Study text:
Dog fighting a top priority in Dubai, vet health inspectors say
DUBAI // Every day is busy for veterinary health inspectors at Dubai Municipality, whether taking calls about advice on keeping lions to trawling social media for signs of dog fighting, it is all in a day’s work.
That workload is unlikely to lessen any time soon, with further laws in the pipeline to restrict ownership of some dog breeds considered dangerous by authorities.
So far this year, there have been about 150 reports of dog bites sent to Dubai Municipality. Of those, only 20 were considered serious enough to warrant further action.
Veterinary inspectors have said a further six breeds are likely to be added to the banned list, once additional laws have been passed at a federal level.
“The issue of dog fighting has reduced a lot in Dubai since the 1990s, when it was everywhere, but it is still a problem,” said Thani Nasser Alsuwaidi, assistant veterinary health inspector at the municipality’s public health services department.
“Now it is hidden, more underground than out in the open, making it difficult to close down these operations. When we do get tip-offs, it is usually too late and they’re gone.
“When we find dogs that have been used in fights, especially pitbulls, they have signs of scarring, bleeding, or bites.”
Dogs bred for fighting are particularly difficult to return to the community. Although it goes on, there have been no official reports made to Dubai Municipality since 2013.

Data:
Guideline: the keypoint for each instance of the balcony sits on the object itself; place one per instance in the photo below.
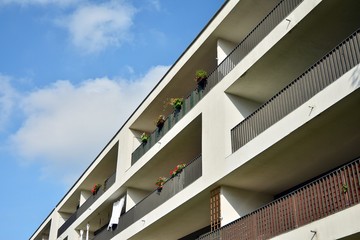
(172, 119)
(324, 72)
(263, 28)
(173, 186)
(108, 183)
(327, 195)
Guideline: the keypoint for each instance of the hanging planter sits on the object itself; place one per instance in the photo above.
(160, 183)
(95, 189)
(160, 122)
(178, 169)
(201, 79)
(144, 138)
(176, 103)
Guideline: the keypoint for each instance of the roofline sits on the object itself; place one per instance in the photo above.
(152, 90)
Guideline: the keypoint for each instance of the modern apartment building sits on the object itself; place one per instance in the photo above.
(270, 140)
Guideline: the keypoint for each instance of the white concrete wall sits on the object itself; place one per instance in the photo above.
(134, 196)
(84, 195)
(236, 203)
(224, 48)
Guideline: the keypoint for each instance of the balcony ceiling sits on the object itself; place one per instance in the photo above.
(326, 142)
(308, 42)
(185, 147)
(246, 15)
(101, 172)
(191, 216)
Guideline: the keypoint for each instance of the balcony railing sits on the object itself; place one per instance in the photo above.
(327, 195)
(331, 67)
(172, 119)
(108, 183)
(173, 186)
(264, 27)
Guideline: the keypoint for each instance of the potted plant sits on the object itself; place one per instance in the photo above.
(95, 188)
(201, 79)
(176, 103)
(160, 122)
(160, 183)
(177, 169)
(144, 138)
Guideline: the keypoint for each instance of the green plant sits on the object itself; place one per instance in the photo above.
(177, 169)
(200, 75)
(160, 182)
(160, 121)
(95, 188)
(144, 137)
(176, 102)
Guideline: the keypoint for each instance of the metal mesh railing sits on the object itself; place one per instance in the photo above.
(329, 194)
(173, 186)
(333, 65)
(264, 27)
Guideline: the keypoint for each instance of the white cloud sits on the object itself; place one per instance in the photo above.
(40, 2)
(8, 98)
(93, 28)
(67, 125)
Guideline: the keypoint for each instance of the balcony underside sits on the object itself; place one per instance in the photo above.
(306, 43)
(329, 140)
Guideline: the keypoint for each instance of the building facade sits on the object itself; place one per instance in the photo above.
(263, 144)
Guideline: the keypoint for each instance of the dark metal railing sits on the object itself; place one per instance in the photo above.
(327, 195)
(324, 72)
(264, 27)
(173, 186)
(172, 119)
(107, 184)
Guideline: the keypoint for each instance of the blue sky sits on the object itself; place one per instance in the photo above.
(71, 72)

Questions to answer:
(1) Answer from the Dubai article:
(a) About how many reports of dog bites have been sent to Dubai Municipality so far this year?
(b) How many more breeds are likely to be added to the banned list?
(c) Since what year have there been no official reports of dog fighting made to Dubai Municipality?
(2) Reproduce the passage of the Dubai article starting at "Dog fighting a" and ending at "a federal level.".
The data play no part in what comes next.

Task results:
(1)
(a) About 150.
(b) Six.
(c) 2013.

(2)
Dog fighting a top priority in Dubai, vet health inspectors say
DUBAI // Every day is busy for veterinary health inspectors at Dubai Municipality, whether taking calls about advice on keeping lions to trawling social media for signs of dog fighting, it is all in a day’s work.
That workload is unlikely to lessen any time soon, with further laws in the pipeline to restrict ownership of some dog breeds considered dangerous by authorities.
So far this year, there have been about 150 reports of dog bites sent to Dubai Municipality. Of those, only 20 were considered serious enough to warrant further action.
Veterinary inspectors have said a further six breeds are likely to be added to the banned list, once additional laws have been passed at a federal level.